He has enjoyed early success with his single "U Know Mekka Don" reaching #2 on the college radio site www.rapattacklives.com surpassing singles from the likes of Lupe Fiasco, The Rza, and other well known artists In 2008 he released a mix-tape with D.J. Mick Boogie entitled "Law and Order." Mekka Don's unusual career path was written up in the July 2008 issue of XXL magazine in a story titled "Keep Pushin'."

Mekka Don has become most notable for the release of an album with DJ Mick Boogie on January 13, 2009 titled The All Eyes On Me EP. The album was written through the eyes of Barack Obama and showcased the difficulties he would face as president of the United States. It received critical acclaim with URB.com calling it "a beautiful stage show." The New York Daily News believes Mekka Don is "bringing change to rap." The Source magazine called the album "Your Inauguration Day Soundtrack."

In January 2012, Mekka Don released a single and video titled "Dirty" which garnered major media attention. As a result of the video release, Mekka Don was named an "mtvU FRESHMAN" by MTV and won "mtvU Best Freshman Video." His video was featured on VH1.com, The Source magazine's website as well as 50 Cent's website, Thisis50.com. Derrick Ward of the Houston Texans made a cameo in "Dirty." Later that year, Mekka Don released another video from a song off of his mixtape ("It's On"), titled "Here We Go." "Here We Go" premiered on MTV.com and VH1.com and the song was put into rotation on Shade45 on Sirius radio.

### INPUT DATA:
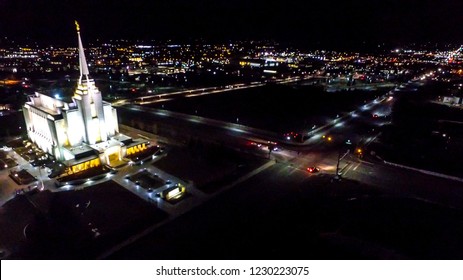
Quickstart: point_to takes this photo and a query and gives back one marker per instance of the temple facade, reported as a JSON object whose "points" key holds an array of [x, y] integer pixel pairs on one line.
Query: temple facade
{"points": [[82, 132]]}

### WORK INSTRUCTIONS:
1) Answer these questions using the passage on Mekka Don.
(a) What was the title of the 2008 mix-tape Mekka Don released with D.J. Mick Boogie?
(b) On what date was The All Eyes On Me EP released?
(c) Which Houston Texans player made a cameo in "Dirty"?
2) Repeat the part of the passage on Mekka Don starting at "In January 2012, Mekka" and ending at "on Sirius radio.".
The data has no connection to the passage on Mekka Don.

### SOLUTION SET:
1)
(a) "Law and Order."
(b) January 13, 2009.
(c) Derrick Ward.

2)
In January 2012, Mekka Don released a single and video titled "Dirty" which garnered major media attention. As a result of the video release, Mekka Don was named an "mtvU FRESHMAN" by MTV and won "mtvU Best Freshman Video." His video was featured on VH1.com, The Source magazine's website as well as 50 Cent's website, Thisis50.com. Derrick Ward of the Houston Texans made a cameo in "Dirty." Later that year, Mekka Don released another video from a song off of his mixtape ("It's On"), titled "Here We Go." "Here We Go" premiered on MTV.com and VH1.com and the song was put into rotation on Shade45 on Sirius radio.